## [AIM OF THE EXERCISE]
Change every "Mark the region of" in the material below to "Trace the outline of" and give the lines again with nothing else altered, leaving out the pictures.

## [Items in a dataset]
____

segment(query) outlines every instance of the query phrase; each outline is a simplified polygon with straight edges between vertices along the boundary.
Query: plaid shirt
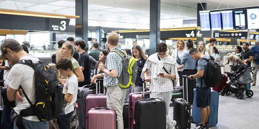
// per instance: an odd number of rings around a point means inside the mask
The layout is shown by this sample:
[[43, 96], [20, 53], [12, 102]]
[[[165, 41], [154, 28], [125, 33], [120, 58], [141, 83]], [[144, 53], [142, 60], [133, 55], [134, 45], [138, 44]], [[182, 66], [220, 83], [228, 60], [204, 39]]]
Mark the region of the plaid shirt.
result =
[[[118, 46], [113, 50], [115, 49], [122, 51]], [[120, 77], [122, 71], [122, 58], [117, 52], [110, 52], [106, 58], [105, 67], [109, 71], [112, 69], [117, 69], [118, 77]], [[117, 78], [113, 78], [105, 73], [104, 77], [103, 85], [105, 87], [117, 86], [119, 85], [119, 81]]]

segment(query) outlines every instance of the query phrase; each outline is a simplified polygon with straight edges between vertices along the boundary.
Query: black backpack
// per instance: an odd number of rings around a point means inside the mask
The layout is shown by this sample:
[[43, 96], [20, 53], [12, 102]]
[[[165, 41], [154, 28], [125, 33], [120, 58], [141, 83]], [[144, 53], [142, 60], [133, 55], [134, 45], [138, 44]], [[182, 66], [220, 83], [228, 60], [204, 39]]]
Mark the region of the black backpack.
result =
[[220, 66], [216, 62], [211, 59], [202, 58], [200, 60], [204, 60], [208, 62], [207, 75], [201, 78], [201, 87], [202, 84], [203, 79], [205, 81], [205, 85], [208, 87], [213, 87], [218, 85], [221, 80], [221, 71]]
[[[33, 105], [22, 90], [31, 107], [22, 110], [17, 116], [16, 122], [18, 127], [18, 125], [23, 126], [22, 117], [37, 116], [40, 121], [47, 121], [57, 118], [62, 111], [64, 96], [55, 71], [40, 58], [39, 60], [36, 63], [31, 60], [22, 60], [18, 63], [28, 65], [34, 70], [36, 96], [35, 103]], [[21, 125], [19, 124], [21, 122]], [[19, 128], [22, 128], [22, 126], [20, 127]]]

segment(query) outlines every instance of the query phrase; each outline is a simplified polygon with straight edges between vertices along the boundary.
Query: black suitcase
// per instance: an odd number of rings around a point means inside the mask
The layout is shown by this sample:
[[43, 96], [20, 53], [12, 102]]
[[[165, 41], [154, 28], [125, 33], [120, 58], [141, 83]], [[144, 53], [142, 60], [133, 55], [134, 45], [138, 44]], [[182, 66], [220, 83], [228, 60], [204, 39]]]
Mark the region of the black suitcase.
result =
[[138, 101], [135, 106], [134, 129], [166, 129], [165, 102], [151, 98]]
[[123, 124], [124, 129], [129, 128], [129, 102], [124, 102], [122, 117], [123, 118]]
[[87, 86], [85, 85], [78, 87], [78, 89], [77, 103], [78, 107], [76, 108], [76, 110], [77, 116], [78, 118], [79, 129], [84, 129], [86, 128], [86, 96], [88, 95], [93, 94], [92, 90], [89, 89], [88, 88], [85, 88]]
[[174, 120], [176, 121], [176, 128], [180, 129], [191, 127], [191, 105], [184, 99], [174, 103]]

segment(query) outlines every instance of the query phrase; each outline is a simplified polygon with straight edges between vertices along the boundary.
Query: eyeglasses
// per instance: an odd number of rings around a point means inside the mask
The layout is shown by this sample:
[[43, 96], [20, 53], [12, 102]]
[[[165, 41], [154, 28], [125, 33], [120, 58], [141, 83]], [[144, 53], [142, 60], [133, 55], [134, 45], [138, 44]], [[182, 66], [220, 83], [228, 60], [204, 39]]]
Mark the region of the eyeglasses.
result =
[[132, 54], [137, 54], [137, 53], [138, 53], [138, 51], [136, 51], [136, 52], [132, 52]]
[[166, 53], [165, 53], [165, 54], [163, 54], [162, 55], [160, 55], [160, 54], [158, 54], [158, 53], [157, 53], [157, 54], [158, 55], [158, 56], [160, 56], [160, 57], [161, 57], [161, 56], [165, 57], [165, 56], [166, 55]]

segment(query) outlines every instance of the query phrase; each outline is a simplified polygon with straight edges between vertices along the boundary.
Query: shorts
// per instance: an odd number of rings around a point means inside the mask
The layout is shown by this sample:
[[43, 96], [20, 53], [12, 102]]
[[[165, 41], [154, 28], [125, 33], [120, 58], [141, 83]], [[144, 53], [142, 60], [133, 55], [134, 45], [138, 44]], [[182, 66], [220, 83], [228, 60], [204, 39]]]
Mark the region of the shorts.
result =
[[198, 108], [206, 108], [210, 105], [210, 87], [196, 87], [196, 105]]

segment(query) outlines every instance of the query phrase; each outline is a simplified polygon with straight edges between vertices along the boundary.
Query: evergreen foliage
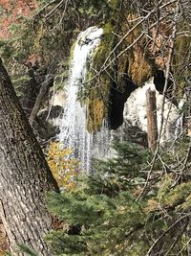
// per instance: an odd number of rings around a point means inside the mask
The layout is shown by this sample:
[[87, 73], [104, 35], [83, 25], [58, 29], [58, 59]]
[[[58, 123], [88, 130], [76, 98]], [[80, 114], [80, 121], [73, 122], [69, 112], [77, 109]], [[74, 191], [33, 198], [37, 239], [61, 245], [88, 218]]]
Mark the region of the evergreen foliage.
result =
[[175, 184], [157, 160], [144, 188], [149, 151], [119, 143], [115, 150], [74, 190], [48, 195], [48, 208], [64, 223], [47, 236], [53, 255], [186, 255], [190, 182]]

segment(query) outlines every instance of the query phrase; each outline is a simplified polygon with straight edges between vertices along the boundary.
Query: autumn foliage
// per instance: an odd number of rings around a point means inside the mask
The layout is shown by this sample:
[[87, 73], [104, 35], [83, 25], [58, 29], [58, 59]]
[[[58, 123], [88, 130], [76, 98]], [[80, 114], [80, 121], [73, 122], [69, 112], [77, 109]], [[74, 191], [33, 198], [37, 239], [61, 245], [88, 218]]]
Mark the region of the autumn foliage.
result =
[[60, 188], [71, 190], [75, 187], [74, 177], [79, 172], [79, 162], [73, 151], [63, 149], [60, 142], [49, 146], [47, 162]]

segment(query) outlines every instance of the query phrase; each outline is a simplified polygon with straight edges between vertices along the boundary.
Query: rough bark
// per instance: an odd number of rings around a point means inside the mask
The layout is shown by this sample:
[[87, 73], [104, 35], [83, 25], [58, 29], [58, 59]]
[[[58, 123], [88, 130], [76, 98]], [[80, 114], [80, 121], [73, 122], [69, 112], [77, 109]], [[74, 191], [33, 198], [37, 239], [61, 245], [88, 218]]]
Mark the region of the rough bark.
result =
[[158, 120], [157, 120], [157, 104], [156, 92], [150, 89], [146, 92], [146, 112], [147, 112], [147, 129], [148, 129], [148, 146], [152, 152], [157, 149], [158, 141]]
[[12, 255], [24, 244], [50, 256], [43, 234], [52, 225], [44, 194], [57, 190], [43, 152], [0, 59], [0, 217]]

____

## [OUTPUT OF THE TASK]
segment(query) outlines every instance of the query phrase; each outline is a simplified polygon with straight edges between vertices along the boundary.
Query: plaid shirt
// per instance: an odd number of rings around a point means inside the mask
The layout is shown by this sample:
[[43, 96], [20, 53], [12, 102]]
[[[165, 41], [154, 28], [125, 33], [120, 58], [141, 83]], [[144, 53], [142, 60], [133, 55], [134, 45], [138, 44]], [[182, 66], [220, 83], [228, 60], [204, 39]]]
Trace the outline of the plaid shirt.
result =
[[[118, 46], [113, 50], [115, 49], [122, 51]], [[120, 77], [122, 71], [122, 58], [117, 52], [110, 52], [106, 58], [105, 67], [109, 71], [112, 69], [117, 69], [118, 77]], [[117, 78], [113, 78], [105, 73], [104, 77], [103, 85], [105, 87], [117, 86], [119, 85], [119, 81]]]

segment(query) outlines every instance of the query phrase; each outline is a simplified polygon with straight edges between vertices along the boundary.
Query: black backpack
// per instance: an odd number of rings around a point means inside the mask
The layout is shown by this sample:
[[43, 96], [20, 53], [12, 102]]
[[[165, 41], [154, 28], [125, 33], [120, 58], [141, 83]], [[144, 53], [142, 60], [133, 55], [134, 45], [138, 44]], [[182, 66], [220, 83], [228, 60], [204, 39]]]
Trace the outline of the black backpack.
result =
[[220, 66], [216, 62], [211, 59], [202, 58], [200, 60], [204, 60], [208, 62], [207, 75], [201, 78], [201, 87], [202, 84], [203, 79], [205, 81], [205, 85], [208, 87], [213, 87], [218, 85], [221, 80], [221, 71]]
[[[33, 105], [22, 90], [31, 107], [22, 110], [17, 116], [16, 122], [18, 127], [18, 125], [23, 126], [22, 117], [37, 116], [40, 121], [47, 121], [57, 118], [62, 111], [64, 96], [55, 71], [40, 58], [39, 60], [36, 63], [31, 60], [22, 60], [18, 63], [28, 65], [34, 70], [36, 96], [35, 103]], [[21, 125], [19, 124], [21, 122]], [[19, 128], [22, 128], [22, 126], [20, 127]]]

segment(query) outlines every instance of the query phrase; each outline is a simplified polygon with straight edges between vertices along the boundary.
Query: black suitcase
// per instance: an odd number of rings around a point means inside the mask
The layout is shown by this sample:
[[43, 96], [20, 53], [12, 102]]
[[[165, 41], [154, 28], [125, 33], [120, 58], [141, 83]], [[144, 53], [142, 60], [133, 55], [134, 45], [138, 44]], [[182, 66], [220, 83], [228, 60], [204, 39]]]
Trace the outline of the black suitcase.
result =
[[138, 101], [135, 106], [134, 129], [166, 129], [165, 102], [151, 98]]
[[123, 124], [124, 129], [129, 128], [129, 102], [124, 102], [122, 117], [123, 118]]
[[87, 86], [85, 85], [78, 87], [78, 89], [77, 103], [78, 107], [76, 108], [76, 110], [77, 116], [78, 118], [79, 129], [84, 129], [86, 128], [86, 96], [88, 95], [93, 94], [92, 90], [89, 89], [88, 88], [85, 88]]
[[174, 120], [176, 121], [176, 128], [180, 129], [191, 127], [191, 105], [184, 99], [174, 103]]

segment(query) outlines every instance of the query phrase; each outline is a simplified polygon with straight edges between vertices along the boundary.
Query: eyeglasses
// per instance: an odd number of rings around a point means inside the mask
The layout is shown by this sample:
[[43, 96], [20, 53], [12, 102]]
[[[165, 41], [154, 28], [125, 33], [120, 58], [141, 83]], [[144, 53], [142, 60], [133, 55], [134, 45], [138, 44]], [[182, 66], [220, 83], [228, 60], [204, 39]]]
Trace the outline of the eyeglasses.
result =
[[132, 54], [137, 54], [137, 53], [138, 53], [138, 51], [136, 51], [136, 52], [132, 52]]
[[166, 53], [165, 53], [165, 54], [163, 54], [162, 55], [160, 55], [160, 54], [158, 54], [158, 53], [157, 53], [157, 54], [158, 55], [158, 56], [160, 56], [160, 57], [161, 57], [161, 56], [165, 57], [165, 56], [166, 55]]

segment(query) outlines every instance of the query phrase; each outline is a simplified polygon with straight edges between vertices along the boundary.
Query: shorts
// per instance: an odd number of rings around a point means inside the mask
The layout is shown by this sample:
[[43, 96], [20, 53], [12, 102]]
[[[165, 41], [154, 28], [125, 33], [120, 58], [141, 83]], [[144, 53], [142, 60], [133, 55], [134, 45], [138, 44]], [[182, 66], [220, 83], [228, 60], [204, 39]]]
Trace the outline of the shorts.
result =
[[198, 108], [206, 108], [210, 105], [210, 87], [196, 87], [196, 105]]

segment(query) outlines every instance of the query phrase; each outline is a simplified polygon with straight edges between vertices along the boundary.
Query: evergreen foliage
// per instance: an odd number of rings around a point means inside the mask
The layout is shown by this sample:
[[87, 73], [104, 35], [83, 25], [58, 29], [58, 59]]
[[[58, 123], [88, 130], [76, 98]], [[80, 114], [80, 121], [73, 122], [69, 112], [77, 109]], [[74, 191], [33, 198], [37, 239], [61, 245], [88, 218]]]
Trace the outline of the evergreen foliage.
result =
[[175, 184], [157, 160], [144, 188], [149, 151], [119, 143], [115, 150], [74, 190], [48, 195], [48, 208], [64, 223], [47, 236], [53, 255], [186, 255], [190, 182]]

segment(query) outlines every instance of the query phrase; each outline is a simplified polygon with straight edges between vertices along the boundary.
Query: autumn foliage
// per instance: an odd number of rings around a point means inside the mask
The layout is shown by this sample:
[[87, 73], [104, 35], [83, 25], [58, 29], [58, 59]]
[[[58, 123], [88, 130], [76, 98]], [[80, 114], [80, 121], [73, 122], [69, 112], [77, 109]], [[74, 191], [33, 198], [37, 239], [61, 245], [88, 218]]]
Trace the outline of the autumn foliage.
result =
[[60, 188], [71, 190], [75, 187], [74, 177], [79, 172], [79, 162], [73, 151], [63, 149], [60, 142], [49, 146], [47, 162]]

segment(query) outlines every instance of the query phrase; each outline is a simplified polygon with straight edges between vertices along the boundary.
Query: rough bark
// per instance: an odd number of rings around a point means inside the mask
The layout is shown by this sample:
[[87, 73], [104, 35], [83, 25], [58, 29], [58, 59]]
[[[58, 123], [88, 130], [76, 98]], [[80, 114], [80, 121], [73, 122], [69, 112], [77, 109]], [[74, 191], [33, 198], [37, 239], [61, 245], [88, 218]]]
Trace the outline of the rough bark.
result =
[[158, 120], [157, 120], [157, 104], [156, 92], [150, 89], [146, 92], [146, 112], [147, 112], [147, 129], [148, 129], [148, 146], [152, 152], [157, 149], [158, 141]]
[[12, 255], [24, 244], [50, 256], [43, 234], [52, 225], [44, 194], [57, 190], [43, 152], [0, 59], [0, 217]]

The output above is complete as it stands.